— EXERCISES TO COMPLETE —
[a] Decide whether each statement below agrees with the reviews of the Morley and Gearhart two-piano recordings, answering yes or no and quoting the words that settle it: (i) the Strauss Waltzes from Der Rosenkavalier arrangement runs longer than five minutes; (ii) the notes include recollections from Virginia Morley; (iii) the American Record Guide quote counts 43 selections.
[b] Reproduce the reviews of the Morley and Gearhart two-piano recordings, everything from "Morin, American Record" down to "remastering is excellent.".
[c] Carry on the reviews of the Morley and Gearhart two-piano recordings, starting after the last sentence shown.

— SELECTED PASSAGE —
— BEGIN —
Gearheart's Three Blind Mice gives us a glimpse into his arrangement and adaptation priorities; teasing, tricksy, saturated in Gershwin era drive with not a little Hollywood thrown in. But when he turns to, say, Strauss's Waltzes from Der Rosenkavalier we find he's much more respectful; this is his own arrangement not the more popular Singer and it's altogether straighter and lasts shy of five minutes. Their Falla is thrilling; it's a pity in a way that the two pieces they recorded from El Amor Brujo are separated one to a disc but it means, I suppose, that we can encounter their accent-driven drama anew. Examples of the sophisticated supper club fare they furnished comes with songs by Kern, Berlin, Duke, Youmans, Richard Rodgers and the like. There are numerous examples scattered throughout such as Keeney's once ubiquitous Mountain Tune. But their French lineage remained intact – cast your ears over the brisk Poulenc single movement or their way with a contemporary French pop song, Lenoir's Parlez moi d'amour.
Then there's Gershwin – highlights from the Concerto in F finale and An American in Paris, all carried off with such brio it makes one wish they'd recorded the whole lot (their I Got Rhythm has an alpha lashing of pep). The original two piano works, such as the charming Arensky Waltz are played with discernment and great adroitness. They were quite able to distinguish between supper club and concert stage and with an ensemble as water tight as theirs one could hardly doubt either their panache or their sensitivity. If in doubt go to Glière's Sailor's Dance from The Red Poppy where you'll hear fleetness, colour and some splendid bass "lurches." So, yes, you'll find saucy ones (Braham's Limehouse Blues) and smooth boogie (Gearhart's own Baby Boogie) as well as Chopin and Rimsky flag-wavers, decked out in virtuosic plumage, all of them kept alive and coiling with constant ear-titillating panache.
The notes are extensive and contain much biographical material as well as numerous reflections and recollections from Virginia Morley. There are also some delightful photographs. Transfers are spot-on – not too much filtering. So if you fancy some two-piano wizardry – as announced on Ivory's cover and who am I to disagree – you know where to find it.
Jonathan Woolf, Music Web.com, Apr. 2005
"All 43 selections are...technically difficult, lively, jazzy, and skillfully designed for maximum popular entertainment...The sound is good, the program notes are interesting, and the pianists offer a couple of hours of light-hearted diversion."
Morin, American Record Guide, Aug. 2002
This material is so engaging that the listener feels no fatigue as he experiences it straight through... When you need a little musical honey to be poured on the praline, Morley and Gearhart supply it... The sound on these recordings doesn't show its age; the remastering is excellent.
— END —
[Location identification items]
— BEGIN —
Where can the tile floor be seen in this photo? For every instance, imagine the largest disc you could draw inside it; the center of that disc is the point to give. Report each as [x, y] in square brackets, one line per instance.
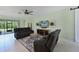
[9, 44]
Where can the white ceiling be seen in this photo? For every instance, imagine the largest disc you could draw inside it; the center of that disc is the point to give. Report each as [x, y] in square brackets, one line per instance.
[38, 10]
[12, 11]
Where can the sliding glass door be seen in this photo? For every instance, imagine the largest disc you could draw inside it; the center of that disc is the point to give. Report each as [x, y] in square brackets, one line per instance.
[8, 25]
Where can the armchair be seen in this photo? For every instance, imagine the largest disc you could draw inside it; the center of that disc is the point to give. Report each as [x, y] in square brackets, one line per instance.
[48, 44]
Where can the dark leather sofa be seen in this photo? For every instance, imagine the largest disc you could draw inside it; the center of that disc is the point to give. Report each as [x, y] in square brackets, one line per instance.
[47, 44]
[22, 32]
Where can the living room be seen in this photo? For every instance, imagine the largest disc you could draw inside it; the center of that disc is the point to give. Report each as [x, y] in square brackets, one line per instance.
[41, 20]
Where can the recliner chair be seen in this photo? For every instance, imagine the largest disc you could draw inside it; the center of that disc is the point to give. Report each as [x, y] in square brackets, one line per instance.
[47, 44]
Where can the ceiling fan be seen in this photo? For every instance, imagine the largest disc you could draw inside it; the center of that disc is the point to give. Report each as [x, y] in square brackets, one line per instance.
[26, 12]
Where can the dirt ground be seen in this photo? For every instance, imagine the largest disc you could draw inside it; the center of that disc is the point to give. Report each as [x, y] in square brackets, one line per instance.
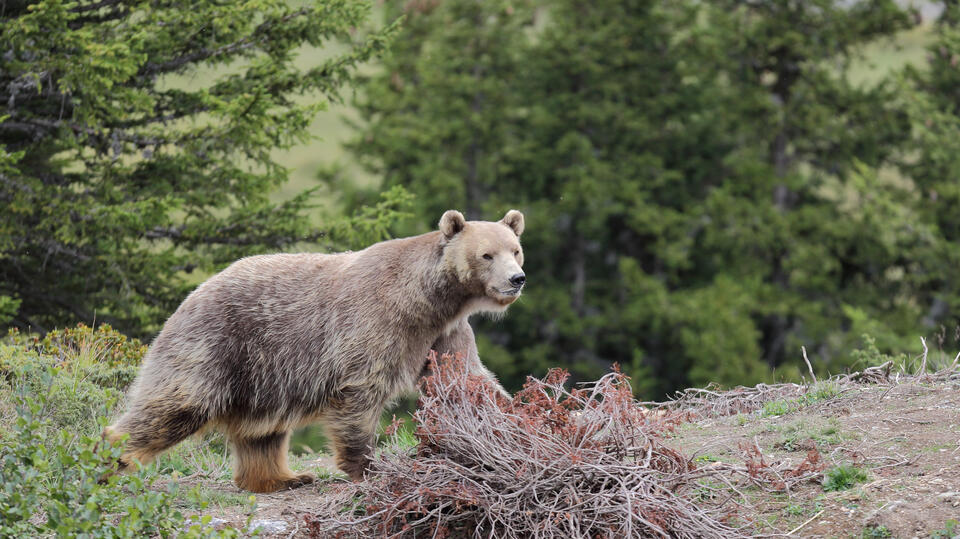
[906, 438]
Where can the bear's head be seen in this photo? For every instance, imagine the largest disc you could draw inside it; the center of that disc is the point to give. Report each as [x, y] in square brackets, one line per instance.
[486, 257]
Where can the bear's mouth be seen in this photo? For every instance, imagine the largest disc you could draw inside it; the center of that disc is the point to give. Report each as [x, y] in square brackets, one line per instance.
[507, 295]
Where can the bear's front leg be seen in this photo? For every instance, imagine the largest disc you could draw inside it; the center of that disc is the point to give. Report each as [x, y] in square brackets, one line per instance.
[460, 340]
[260, 463]
[352, 429]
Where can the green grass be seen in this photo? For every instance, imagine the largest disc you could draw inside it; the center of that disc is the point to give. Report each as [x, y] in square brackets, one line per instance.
[819, 392]
[876, 532]
[843, 477]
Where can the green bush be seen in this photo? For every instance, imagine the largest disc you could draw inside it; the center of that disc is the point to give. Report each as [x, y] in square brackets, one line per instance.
[842, 477]
[64, 484]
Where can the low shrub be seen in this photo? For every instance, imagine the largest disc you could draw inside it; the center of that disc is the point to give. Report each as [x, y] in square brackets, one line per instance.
[843, 477]
[63, 484]
[551, 462]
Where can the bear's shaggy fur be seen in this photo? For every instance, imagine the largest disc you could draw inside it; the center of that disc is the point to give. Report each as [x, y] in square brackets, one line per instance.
[278, 341]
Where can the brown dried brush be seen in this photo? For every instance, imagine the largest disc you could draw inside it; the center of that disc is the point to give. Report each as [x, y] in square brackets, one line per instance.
[551, 462]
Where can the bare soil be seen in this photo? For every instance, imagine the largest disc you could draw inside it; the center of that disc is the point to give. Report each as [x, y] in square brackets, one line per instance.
[905, 437]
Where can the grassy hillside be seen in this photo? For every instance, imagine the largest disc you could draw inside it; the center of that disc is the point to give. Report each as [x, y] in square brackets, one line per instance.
— END —
— IN RESPONSE —
[a]
(i) No: "lasts shy of five minutes"
(ii) Yes: "contain much biographical material as well as numerous reflections and recollections from Virginia Morley"
(iii) Yes: "All 43 selections are"

[b]
Morin, American Record Guide, Aug. 2002
This material is so engaging that the listener feels no fatigue as he experiences it straight through... When you need a little musical honey to be poured on the praline, Morley and Gearhart supply it... The sound on these recordings doesn't show its age; the remastering is excellent.

[c]
Fanfare Magazine, Mar. 2002
From 1940 until 1954, the two-piano team of Virginia Morley and Livingston Gearhart enjoyed wide popularity with concert, radio, and nightclub audiences. Both were scholarship students of Robert Casadesus and Nadia Boulanger when they met in Paris in 1937. A professional and personal relationship ensued, ending in 1954 with the couple's divorce. Their programs encompassed repertoire from duo-piano classics to Gearhart's own two-piano arrangements of popular and concert music fare. Gearhart's concert music transcriptions generally remain faithful to the original source, although there are plenty of elaborations and added intricacies that will surely tickle even the most jaded ears. Having the advantage of two more hands, Gearhart recasts Chopin's Minute Waltz in breathtaking thirds and adds all sorts of buzzing insects to Rimsky K's fabled bumblebee flight. On the other hand, Gearhart opts for a shorter tour through Strauss' Rosenkavalier Waltzes than Otto Singer provides in his better-known arrangement.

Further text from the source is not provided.